Textauszug:
Mitte November erhebt die Staatsanwaltschaft Lüneburg Anklage gegen drei AKW-Gegner*innen aus dem Wendland, u.a. wegen der Bildung einer kriminellen Vereinigung. Sie sollen Anschläge auf die Bahnstrecke für Atommülltransporte verübt haben.

27.11.1986

Zum ersten Mal wird eine Bundeskonferenz der Anti-Atom-Bewegung verboten. Sie sollte am darauf folgenden Wochenende in Regensburg stattfinden. 1.200 Polizist*innen setzen das Verbot durch.

Dezember

14.12.1986

Nach dem offiziellen Baubeginn der WAA Wackersdorf errichten am 14. Dezember etwa 1.000 Atomkraftgegner*innen das erste Hüttendorf "Freie Oberpfalz". Zwei Tage später räumen 3.700 Polizisten die Protestaktion. Mit der Rodung des Taxölderner Forst wird begonnen.

21.12.1986

Am 21. Dezember steht das nächste Protest-Hüttendorf, die "Freie Republik Wackerland", auf dem Baugelände der WAA Wackersdorf: 158 Hütten, Zelte und Baumhäuser.

Aufgabenstellung: Geben Sie bitte den Abschnitt des Textauszugs wortgetreu wieder, der mit den Worten „Nach dem offiziellen“ beginnt und mit „Zelte und Baumhäuser.“ endet. Die anschließenden Zeilen sind eigenständiges Material und gehören nicht zum Textauszug.

Bereitgestelltes Material:
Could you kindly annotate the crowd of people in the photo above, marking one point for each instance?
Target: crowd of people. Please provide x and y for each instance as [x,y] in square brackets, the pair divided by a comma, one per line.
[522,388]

Schriftliche Antwort:
Nach dem offiziellen Baubeginn der WAA Wackersdorf errichten am 14. Dezember etwa 1.000 Atomkraftgegner*innen das erste Hüttendorf "Freie Oberpfalz". Zwei Tage später räumen 3.700 Polizisten die Protestaktion. Mit der Rodung des Taxölderner Forst wird begonnen.

21.12.1986

Am 21. Dezember steht das nächste Protest-Hüttendorf, die "Freie Republik Wackerland", auf dem Baugelände der WAA Wackersdorf: 158 Hütten, Zelte und Baumhäuser.